Text:
__________

Bio 19
may have philosophical underpinnings, but it doesn’t skimp on science.
Subjects range from food and digestion to beaks and claws to courtship and
flocking. The syllabus includes a look at genetic clones and how DNA studies
have revised the taxonomy of birds.
Among the
hands-on opportunities are a dissection lab (it’s a plucked chicken
carcass – try figuring out if this fryer is a male or female) and a field
trip to the Roger Williams Park’s Museum of Natural History. One colorful
lab is devoted to feathers.
“This
kind of class is fun,” said Coleman, professor of molecular, cellular
biology and biochemistry. “There is a scattering of students with
different levels of interest. I especially like the effects of the [dissection]
lab. It blew some of the students away. Some were terribly timid, but they got
involved. All but one or two just delved into it.”

In a
small well-lit room in the basement of J.W. Wilson Lab, scissors in one hand
and cutting tool in the other, Kate Roll led three other students in the
dissection of a chicken carcass. Their assignment included sexing the chicken.
Gently, Roll pulled aside and removed the gastrointestinal tract, placing the
guts into a tray. There, for the first time, was a clear view of the sex
organs. It was a female chicken. “Her pancreas,” exclaimed Roll,
“looks like a feather.” Indeed it did.
“To
some students, this lab is like exploring the new world,” said Coleman,
who has conducted research or taught at Brown since 1964. “It is almost
as good as a treasure hunt.”
Roll is a
freshman, but no stranger to exploration. She spent last year on a boat off the
coast of New Guinea. The previous summer she collected coral data near Grand
Cayman Island, where she also conducted environmental education programs. She
helped teach about northern oceans near Acadia National Park, and has worked
several summers at the Audubon Camp in Maine at Hog Island.
“I
wanted to take as many freshman seminars as possible,” said Roll, who is
also enrolled in Sociology 30, “The Nature of Community,” taught by
Associate Professor Ann Dill. “They’re small classes, for freshman,
and taught by professors. When I saw ‘birds,’ I thought that was
right up my alley.”
Roll may
already be one of the best birdwatchers on the Brown campus. She makes it a
point to prowl campus at sunrise when the migrating warblers, vireos and
sparrows are most active. Roll also likes to work the Seekonk River shore for
sightings.

“I
brought my binoculars on a bike trip to the supermarket, and what do you know,
an hour later I still had not walked down a single aisle,” said Roll via
e-mail. “Warblers! Migrants that I hadn't seen yet this fall: Blackpolls,
Palms and a lone Nashville. They were in the grasses of an undeveloped lot. And
there were Chipping sparrows last Thursday.”
Roll
likes Bio 19 because it takes her inside the world of birds. “As a
birdwatcher, I feel like I have been focusing on the outside of birds.

__________

Data to examine:
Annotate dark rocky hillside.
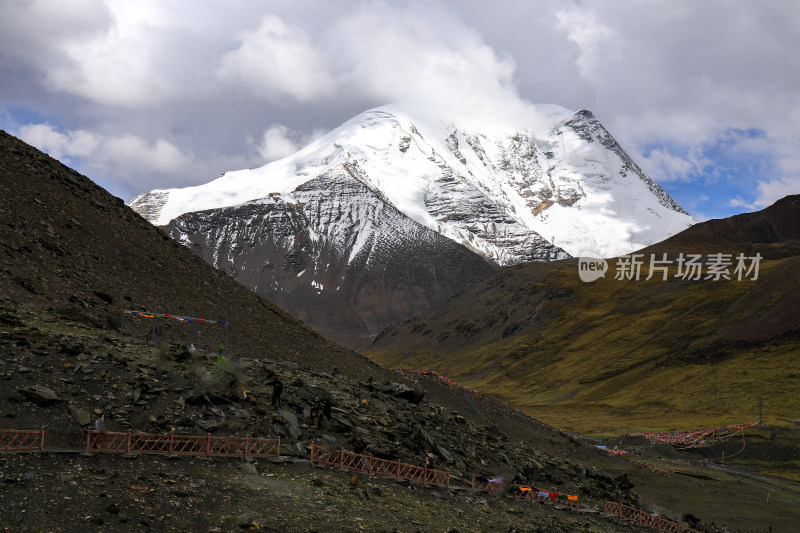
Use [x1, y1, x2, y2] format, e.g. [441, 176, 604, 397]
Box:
[164, 164, 496, 349]
[0, 128, 384, 377]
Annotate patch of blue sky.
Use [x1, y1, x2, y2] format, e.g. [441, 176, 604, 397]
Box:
[643, 129, 777, 220]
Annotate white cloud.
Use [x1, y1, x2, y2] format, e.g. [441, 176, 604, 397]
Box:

__________

Task set:
(A) Please turn the paragraph in the Bio 19 article that begins "Roll is a freshman" into a short bulleted list that keeps its main facts.
(B) In the Bio 19 article, what did Roll say the chicken's pancreas looked like?

Answers to the exercise:
(A)
- Roll is a freshman but no stranger to exploration.
- She spent last year on a boat off the coast of New Guinea.
- The summer before that, she collected coral data near Grand Cayman Island and ran environmental education programs there.
- She helped teach about northern oceans near Acadia National Park.
- She has worked several summers at the Audubon Camp at Hog Island in Maine.

(B) A feather.